## WHAT IS BEING ASKED
All entries are to be copied verbatim, while the pictures stay out.
** Opening THE RECORDS block **
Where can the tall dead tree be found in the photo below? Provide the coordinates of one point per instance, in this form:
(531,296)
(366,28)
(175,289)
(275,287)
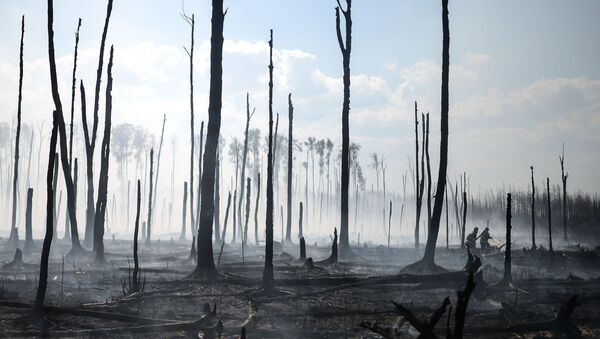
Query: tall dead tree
(256,208)
(90,140)
(429,256)
(244,157)
(191,22)
(217,220)
(183,214)
(346,48)
(268,282)
(549,200)
(99,217)
(288,234)
(245,236)
(136,265)
(564,178)
(73,88)
(149,219)
(206,265)
(507,277)
(64,157)
(29,245)
(14,234)
(533,247)
(38,306)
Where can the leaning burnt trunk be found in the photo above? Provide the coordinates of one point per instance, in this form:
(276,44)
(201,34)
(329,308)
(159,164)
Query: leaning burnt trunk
(256,208)
(346,48)
(149,219)
(268,282)
(206,265)
(90,140)
(14,233)
(38,305)
(104,162)
(288,234)
(441,180)
(183,213)
(29,245)
(533,246)
(550,248)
** Closing THE RECORDS block **
## RESULT BELOW
Where can the tall dead tree be found in the photo below? Provide the coordinates of one point per instance, in this form:
(531,296)
(366,28)
(175,289)
(275,287)
Query: tall dead tree
(256,208)
(90,140)
(429,256)
(244,157)
(191,22)
(217,220)
(183,214)
(346,48)
(268,282)
(549,200)
(99,217)
(288,234)
(245,236)
(136,265)
(564,178)
(73,88)
(149,219)
(206,265)
(507,277)
(64,157)
(29,245)
(14,234)
(533,247)
(38,306)
Where can the leaning burnt trunk be found in the photo above? Provide the coordinates of one point per instance, in this form:
(276,44)
(201,34)
(329,308)
(159,164)
Query: leaning burnt trunk
(256,208)
(346,48)
(149,219)
(268,282)
(206,265)
(90,140)
(14,233)
(38,305)
(104,162)
(288,234)
(441,180)
(183,213)
(29,245)
(533,246)
(550,248)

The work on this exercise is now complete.